Written tasks:
• 1. Using the retail excerpt, answer these:
(a) What does the opening sentence say is abundantly clear?
(b) What titles at Macy's Inc. does Jeff Gennette hold?
(c) What word describes Terry J. Lundgren's outlook on the industry?
• 2. Echo everything in the retail excerpt from "But even as" down to "stores are in.".

Excerpted passage:
══════════════════════════════
But even as the industry confronts a realism that is causing companies to examine every aspect of their businesses, those who can see through the dust that hasn’t settled yet are realizing one thing is abundantly clear: stores are in.

“There’s still too much retail square footage out there. When you look at retail square footage per capita in the United States, it is still the highest in all the industrialized countries and that is going to get rationalized over time,” said Macy’s Inc. chief executive officer and president Jeff Gennette. “There are a lot of other players out there that are going to continue to close stores so at the end of the day, if you have a winning proposition that is customer-focused — the customer has tested it from a value perspective, a content perspective and a service perspective — and you know how to market that, if you do all that right, there’s room for any retailer to succeed. So I think there will be less square footage. I think there will be more malls closing. I think there will be more store closures. But there’s still a great role for someone who figures it out.”

Macy’s Inc. executive chairman and board chairman Terry J. Lundgren is stoic in his outlook on the industry.
══════════════════════════════
Data records:
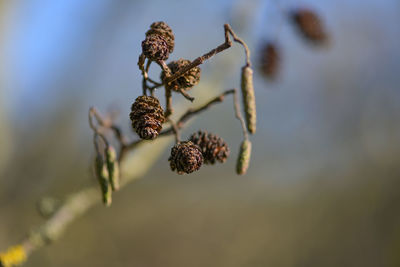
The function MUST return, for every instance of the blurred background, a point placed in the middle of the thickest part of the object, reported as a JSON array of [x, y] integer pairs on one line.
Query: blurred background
[[323, 187]]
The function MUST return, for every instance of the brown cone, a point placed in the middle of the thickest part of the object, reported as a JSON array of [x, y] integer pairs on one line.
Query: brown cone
[[187, 80], [213, 147], [309, 25], [185, 157], [155, 47], [147, 117], [270, 60], [162, 28]]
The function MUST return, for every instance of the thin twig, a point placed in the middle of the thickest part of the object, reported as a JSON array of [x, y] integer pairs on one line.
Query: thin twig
[[227, 44], [176, 131]]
══════════════════════════════
Answers given:
• 1.
(a) Stores are in.
(b) Chief executive officer and president.
(c) Stoic.

• 2.
But even as the industry confronts a realism that is causing companies to examine every aspect of their businesses, those who can see through the dust that hasn’t settled yet are realizing one thing is abundantly clear: stores are in.